— Exercise directions —
Please set down, exactly as written, the line containing "Spot the gray seat" and every line after it through the end of the records.

----

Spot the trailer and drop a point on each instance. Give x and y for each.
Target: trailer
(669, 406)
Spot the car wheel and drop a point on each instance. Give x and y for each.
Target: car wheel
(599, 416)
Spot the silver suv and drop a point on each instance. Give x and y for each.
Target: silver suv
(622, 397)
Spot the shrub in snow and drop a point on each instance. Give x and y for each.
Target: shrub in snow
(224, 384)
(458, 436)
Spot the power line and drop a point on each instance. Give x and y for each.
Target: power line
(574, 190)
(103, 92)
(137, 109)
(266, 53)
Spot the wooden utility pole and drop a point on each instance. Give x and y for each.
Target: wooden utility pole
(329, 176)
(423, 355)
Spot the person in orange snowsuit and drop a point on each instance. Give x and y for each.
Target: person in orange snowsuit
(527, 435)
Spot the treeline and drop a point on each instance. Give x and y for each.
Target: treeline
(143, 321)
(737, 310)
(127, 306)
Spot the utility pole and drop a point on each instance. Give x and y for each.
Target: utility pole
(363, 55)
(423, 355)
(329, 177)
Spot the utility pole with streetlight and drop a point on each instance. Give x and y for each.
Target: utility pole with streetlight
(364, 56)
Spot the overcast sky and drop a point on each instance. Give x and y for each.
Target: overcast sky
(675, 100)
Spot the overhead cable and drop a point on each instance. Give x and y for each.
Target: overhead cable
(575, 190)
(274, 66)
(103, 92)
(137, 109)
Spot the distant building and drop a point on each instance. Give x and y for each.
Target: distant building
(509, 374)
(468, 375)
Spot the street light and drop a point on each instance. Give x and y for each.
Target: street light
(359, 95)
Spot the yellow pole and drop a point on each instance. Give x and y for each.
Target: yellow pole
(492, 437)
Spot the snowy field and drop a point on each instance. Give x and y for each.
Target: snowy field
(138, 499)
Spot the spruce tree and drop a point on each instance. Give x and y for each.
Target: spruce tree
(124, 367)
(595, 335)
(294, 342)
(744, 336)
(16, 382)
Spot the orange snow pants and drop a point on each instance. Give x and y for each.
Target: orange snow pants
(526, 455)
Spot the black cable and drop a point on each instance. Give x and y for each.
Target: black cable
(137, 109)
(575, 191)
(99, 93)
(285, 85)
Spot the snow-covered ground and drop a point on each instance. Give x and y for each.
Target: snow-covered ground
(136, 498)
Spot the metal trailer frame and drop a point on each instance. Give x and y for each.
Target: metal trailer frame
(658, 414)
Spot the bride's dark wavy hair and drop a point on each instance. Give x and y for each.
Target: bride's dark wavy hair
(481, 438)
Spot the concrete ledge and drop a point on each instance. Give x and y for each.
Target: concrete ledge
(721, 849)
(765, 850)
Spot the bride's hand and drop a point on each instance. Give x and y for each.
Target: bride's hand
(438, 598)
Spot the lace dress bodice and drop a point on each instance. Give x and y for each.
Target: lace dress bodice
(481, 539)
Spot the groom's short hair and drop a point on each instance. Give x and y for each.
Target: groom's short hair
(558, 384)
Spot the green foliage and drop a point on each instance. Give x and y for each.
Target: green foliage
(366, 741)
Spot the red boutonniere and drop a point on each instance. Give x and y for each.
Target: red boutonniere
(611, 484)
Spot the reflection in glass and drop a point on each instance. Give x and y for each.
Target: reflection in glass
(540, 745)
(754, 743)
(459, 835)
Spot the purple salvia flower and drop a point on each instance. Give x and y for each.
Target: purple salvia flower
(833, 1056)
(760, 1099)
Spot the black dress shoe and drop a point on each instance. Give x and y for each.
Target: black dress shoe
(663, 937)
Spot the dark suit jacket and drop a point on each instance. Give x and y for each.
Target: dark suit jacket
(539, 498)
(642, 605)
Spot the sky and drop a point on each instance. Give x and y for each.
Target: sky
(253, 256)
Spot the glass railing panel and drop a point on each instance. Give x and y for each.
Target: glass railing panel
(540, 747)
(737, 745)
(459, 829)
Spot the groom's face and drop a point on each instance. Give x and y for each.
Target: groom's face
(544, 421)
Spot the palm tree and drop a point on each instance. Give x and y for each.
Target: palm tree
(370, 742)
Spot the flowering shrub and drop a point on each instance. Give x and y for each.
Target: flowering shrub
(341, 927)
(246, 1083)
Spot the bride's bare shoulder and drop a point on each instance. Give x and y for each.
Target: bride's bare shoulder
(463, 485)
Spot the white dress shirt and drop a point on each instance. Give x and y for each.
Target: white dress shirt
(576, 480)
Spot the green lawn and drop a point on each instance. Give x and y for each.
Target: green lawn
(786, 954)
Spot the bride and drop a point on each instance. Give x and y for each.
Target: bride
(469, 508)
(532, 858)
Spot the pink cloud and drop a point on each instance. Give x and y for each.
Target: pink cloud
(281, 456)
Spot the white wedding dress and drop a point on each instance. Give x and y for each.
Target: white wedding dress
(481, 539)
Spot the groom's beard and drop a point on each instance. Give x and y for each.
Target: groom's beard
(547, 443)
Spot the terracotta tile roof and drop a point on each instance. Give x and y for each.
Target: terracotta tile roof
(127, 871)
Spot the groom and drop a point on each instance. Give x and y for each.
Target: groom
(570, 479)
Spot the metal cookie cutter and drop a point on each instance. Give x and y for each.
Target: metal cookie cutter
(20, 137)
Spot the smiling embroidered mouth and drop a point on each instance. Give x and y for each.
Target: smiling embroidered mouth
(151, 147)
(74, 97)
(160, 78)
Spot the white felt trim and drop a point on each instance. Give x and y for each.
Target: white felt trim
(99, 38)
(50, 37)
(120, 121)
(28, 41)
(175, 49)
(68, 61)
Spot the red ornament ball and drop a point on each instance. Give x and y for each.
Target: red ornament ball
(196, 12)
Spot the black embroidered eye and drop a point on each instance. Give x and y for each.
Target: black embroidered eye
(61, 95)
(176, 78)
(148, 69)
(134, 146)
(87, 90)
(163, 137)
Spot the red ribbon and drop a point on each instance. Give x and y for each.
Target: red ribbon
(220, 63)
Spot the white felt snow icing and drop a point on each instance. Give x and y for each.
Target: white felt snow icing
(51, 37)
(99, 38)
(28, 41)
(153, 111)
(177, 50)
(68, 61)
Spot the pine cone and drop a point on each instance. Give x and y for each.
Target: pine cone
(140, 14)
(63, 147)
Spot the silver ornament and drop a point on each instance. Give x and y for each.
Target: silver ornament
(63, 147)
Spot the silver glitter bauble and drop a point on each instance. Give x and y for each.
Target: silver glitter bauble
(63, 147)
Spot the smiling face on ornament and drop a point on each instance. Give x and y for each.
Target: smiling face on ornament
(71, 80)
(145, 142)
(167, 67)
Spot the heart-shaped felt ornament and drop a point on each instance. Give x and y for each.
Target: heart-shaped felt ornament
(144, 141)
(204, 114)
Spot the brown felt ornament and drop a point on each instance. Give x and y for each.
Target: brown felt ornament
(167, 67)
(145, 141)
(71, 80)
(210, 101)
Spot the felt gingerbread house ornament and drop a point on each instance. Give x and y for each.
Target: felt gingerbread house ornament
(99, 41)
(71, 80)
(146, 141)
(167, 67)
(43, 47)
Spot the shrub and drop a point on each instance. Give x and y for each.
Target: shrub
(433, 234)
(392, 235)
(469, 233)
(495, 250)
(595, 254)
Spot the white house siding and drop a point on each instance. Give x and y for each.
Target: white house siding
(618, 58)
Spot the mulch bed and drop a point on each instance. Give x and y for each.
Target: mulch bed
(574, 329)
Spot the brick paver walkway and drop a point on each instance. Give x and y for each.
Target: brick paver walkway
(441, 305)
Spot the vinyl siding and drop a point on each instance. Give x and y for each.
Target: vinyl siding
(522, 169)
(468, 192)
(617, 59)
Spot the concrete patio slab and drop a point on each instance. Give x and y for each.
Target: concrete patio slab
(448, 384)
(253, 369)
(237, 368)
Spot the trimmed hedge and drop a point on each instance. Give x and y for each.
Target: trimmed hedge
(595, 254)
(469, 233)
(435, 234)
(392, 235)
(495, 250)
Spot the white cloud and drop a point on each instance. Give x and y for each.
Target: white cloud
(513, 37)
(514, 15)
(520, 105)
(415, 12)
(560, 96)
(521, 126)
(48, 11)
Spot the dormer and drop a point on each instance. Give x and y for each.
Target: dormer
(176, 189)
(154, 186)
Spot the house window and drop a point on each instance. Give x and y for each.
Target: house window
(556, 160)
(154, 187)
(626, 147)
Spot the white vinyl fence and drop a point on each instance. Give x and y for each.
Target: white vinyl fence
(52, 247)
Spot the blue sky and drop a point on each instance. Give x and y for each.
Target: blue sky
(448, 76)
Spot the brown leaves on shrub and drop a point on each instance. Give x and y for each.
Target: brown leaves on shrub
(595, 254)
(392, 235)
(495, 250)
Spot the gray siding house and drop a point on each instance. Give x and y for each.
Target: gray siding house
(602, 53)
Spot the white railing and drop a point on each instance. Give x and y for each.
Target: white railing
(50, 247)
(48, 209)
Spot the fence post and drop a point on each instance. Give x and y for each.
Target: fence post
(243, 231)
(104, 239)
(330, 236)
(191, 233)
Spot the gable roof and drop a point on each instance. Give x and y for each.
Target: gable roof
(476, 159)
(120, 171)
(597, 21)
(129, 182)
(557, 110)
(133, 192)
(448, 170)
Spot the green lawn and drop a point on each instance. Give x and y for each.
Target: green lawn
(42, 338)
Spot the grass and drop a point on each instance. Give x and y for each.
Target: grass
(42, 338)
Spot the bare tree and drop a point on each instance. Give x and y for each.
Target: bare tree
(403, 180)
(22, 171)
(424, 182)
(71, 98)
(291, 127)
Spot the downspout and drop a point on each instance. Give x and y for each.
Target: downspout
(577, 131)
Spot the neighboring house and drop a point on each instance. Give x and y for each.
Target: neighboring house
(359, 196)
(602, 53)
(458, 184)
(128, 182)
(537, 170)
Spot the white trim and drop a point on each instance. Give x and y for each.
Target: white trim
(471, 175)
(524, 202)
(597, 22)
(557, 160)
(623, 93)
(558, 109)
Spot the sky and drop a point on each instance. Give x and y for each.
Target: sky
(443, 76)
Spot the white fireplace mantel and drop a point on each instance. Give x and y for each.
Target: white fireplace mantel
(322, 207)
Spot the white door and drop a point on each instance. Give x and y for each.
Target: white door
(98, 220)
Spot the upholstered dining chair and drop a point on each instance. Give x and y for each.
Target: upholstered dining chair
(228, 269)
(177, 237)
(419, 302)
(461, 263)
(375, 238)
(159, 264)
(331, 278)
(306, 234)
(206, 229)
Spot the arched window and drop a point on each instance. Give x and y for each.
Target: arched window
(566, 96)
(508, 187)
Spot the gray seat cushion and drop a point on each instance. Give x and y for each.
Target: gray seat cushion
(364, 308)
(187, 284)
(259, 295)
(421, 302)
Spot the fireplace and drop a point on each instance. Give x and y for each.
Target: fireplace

----

— Answer section —
Spot the gray seat cushion and drop a point on each instance. Give x and y for each.
Target: gray seat cushion
(364, 308)
(187, 284)
(259, 295)
(421, 302)
Spot the fireplace and drop a point on each instance. Give x and y for each.
Target: fireplace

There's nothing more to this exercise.